> [Task to carry out]
Reproduce the entries below, please. Keep every character the same.
Content starts
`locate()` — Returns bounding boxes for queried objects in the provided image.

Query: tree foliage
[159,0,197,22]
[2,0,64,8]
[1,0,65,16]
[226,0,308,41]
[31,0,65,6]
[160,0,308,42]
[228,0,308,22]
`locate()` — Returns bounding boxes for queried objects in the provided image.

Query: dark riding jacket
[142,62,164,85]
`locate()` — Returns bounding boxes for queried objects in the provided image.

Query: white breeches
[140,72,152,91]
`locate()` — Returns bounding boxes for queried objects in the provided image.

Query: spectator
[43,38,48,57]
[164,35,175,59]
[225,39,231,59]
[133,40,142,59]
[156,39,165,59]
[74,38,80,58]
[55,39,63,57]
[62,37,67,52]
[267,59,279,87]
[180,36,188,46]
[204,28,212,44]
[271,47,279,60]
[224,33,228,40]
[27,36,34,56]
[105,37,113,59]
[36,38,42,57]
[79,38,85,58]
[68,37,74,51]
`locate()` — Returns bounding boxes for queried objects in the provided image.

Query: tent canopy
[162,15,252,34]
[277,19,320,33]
Content ends
> [Response to the task]
`locate()` — Returns bounding boxes for queried objects in the provided image.

Query: tree foliage
[159,0,197,22]
[2,0,64,8]
[1,0,65,16]
[226,0,308,41]
[31,0,65,6]
[160,0,308,42]
[228,0,308,22]
`locate()` — Returns bounding boxes for queried objects in the provided image.

Query: dark riding jacket
[142,62,164,85]
`locate()` — Returns bounding boxes for queried objects in the provided image.

Query: white breeches
[140,72,152,91]
`locate()` — Returns bounding boxes for queried objects in the provided image.

Query: spectator
[43,38,48,57]
[164,35,175,59]
[225,39,231,59]
[133,40,142,59]
[156,39,165,59]
[74,38,80,58]
[55,39,63,57]
[62,37,67,52]
[267,59,279,87]
[180,36,188,46]
[204,28,212,44]
[271,47,279,60]
[224,33,228,40]
[27,36,34,56]
[105,37,113,59]
[36,38,42,57]
[79,38,85,58]
[68,37,74,51]
`locate()` — Returns bounding boxes for queried objects in the provided image.

Query: tent canopy
[162,15,252,34]
[277,19,320,33]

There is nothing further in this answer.